┌──
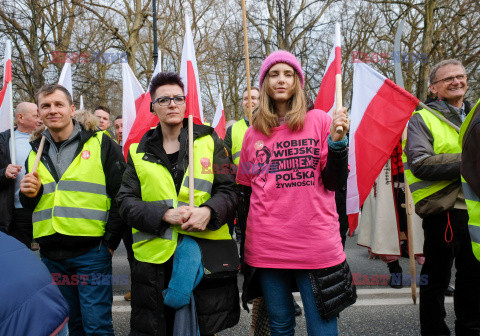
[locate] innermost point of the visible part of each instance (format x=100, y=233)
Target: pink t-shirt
x=293, y=222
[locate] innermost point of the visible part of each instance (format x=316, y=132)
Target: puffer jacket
x=31, y=303
x=425, y=164
x=216, y=301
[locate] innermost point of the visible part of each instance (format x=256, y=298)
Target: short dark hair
x=102, y=107
x=48, y=89
x=251, y=88
x=164, y=78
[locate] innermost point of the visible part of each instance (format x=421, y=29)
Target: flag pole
x=338, y=76
x=408, y=194
x=39, y=154
x=12, y=126
x=247, y=60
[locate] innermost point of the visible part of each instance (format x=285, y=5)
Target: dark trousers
x=22, y=228
x=86, y=283
x=439, y=257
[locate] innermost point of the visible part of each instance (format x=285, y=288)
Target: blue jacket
x=30, y=303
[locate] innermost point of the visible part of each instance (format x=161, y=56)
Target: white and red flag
x=65, y=79
x=189, y=74
x=326, y=94
x=380, y=112
x=6, y=107
x=136, y=115
x=219, y=119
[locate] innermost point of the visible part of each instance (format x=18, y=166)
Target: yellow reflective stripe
x=168, y=202
x=469, y=193
x=49, y=188
x=93, y=188
x=201, y=185
x=38, y=216
x=474, y=233
x=142, y=236
x=71, y=212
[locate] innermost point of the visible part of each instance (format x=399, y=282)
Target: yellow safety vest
x=471, y=198
x=78, y=204
x=157, y=186
x=238, y=133
x=445, y=141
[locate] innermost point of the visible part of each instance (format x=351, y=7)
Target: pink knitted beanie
x=281, y=56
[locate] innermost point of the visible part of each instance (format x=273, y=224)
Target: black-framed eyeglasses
x=449, y=80
x=165, y=101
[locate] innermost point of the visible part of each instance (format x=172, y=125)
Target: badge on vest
x=85, y=154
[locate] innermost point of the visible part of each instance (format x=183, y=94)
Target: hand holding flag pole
x=247, y=60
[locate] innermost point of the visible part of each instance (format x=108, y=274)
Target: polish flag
x=6, y=104
x=380, y=112
x=219, y=119
x=189, y=74
x=136, y=115
x=326, y=94
x=65, y=79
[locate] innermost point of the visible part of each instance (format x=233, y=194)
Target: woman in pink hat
x=292, y=239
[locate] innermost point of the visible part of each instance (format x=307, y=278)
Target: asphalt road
x=379, y=310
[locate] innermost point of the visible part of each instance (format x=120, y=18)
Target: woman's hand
x=339, y=119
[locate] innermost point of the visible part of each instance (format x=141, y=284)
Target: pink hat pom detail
x=281, y=56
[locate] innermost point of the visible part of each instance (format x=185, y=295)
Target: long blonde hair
x=266, y=118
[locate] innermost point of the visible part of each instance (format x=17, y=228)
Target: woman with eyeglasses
x=154, y=201
x=292, y=238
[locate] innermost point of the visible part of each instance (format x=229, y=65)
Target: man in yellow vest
x=470, y=169
x=433, y=173
x=154, y=201
x=233, y=144
x=75, y=216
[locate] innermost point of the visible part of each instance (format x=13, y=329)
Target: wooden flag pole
└──
Exercise instructions: Edit the lines from the start of the records through the line containing "x=30, y=303", inclusive, replacing "puffer jacket" with "down jacket" and leaving everything else unchanged. Return only those lines, without the pictures.

Task answer:
[locate] innermost point of the visible part of each instance (format x=100, y=233)
Target: pink t-shirt
x=293, y=222
[locate] innermost point of the visible part of each instance (format x=316, y=132)
Target: down jacket
x=31, y=303
x=425, y=164
x=216, y=301
[locate] innermost point of the visible part of each instance (format x=256, y=298)
Target: short dark hair
x=102, y=107
x=48, y=89
x=251, y=88
x=164, y=78
[locate] innermost point of the visible part of each instance (format x=421, y=29)
Target: flag pole
x=338, y=76
x=408, y=194
x=39, y=154
x=12, y=126
x=247, y=60
[locate] innermost point of the visible part of each instance (format x=285, y=5)
Target: dark trousers
x=22, y=228
x=86, y=283
x=439, y=257
[locate] innermost point of the visible part of each instance (format x=285, y=288)
Target: blue jacket
x=30, y=303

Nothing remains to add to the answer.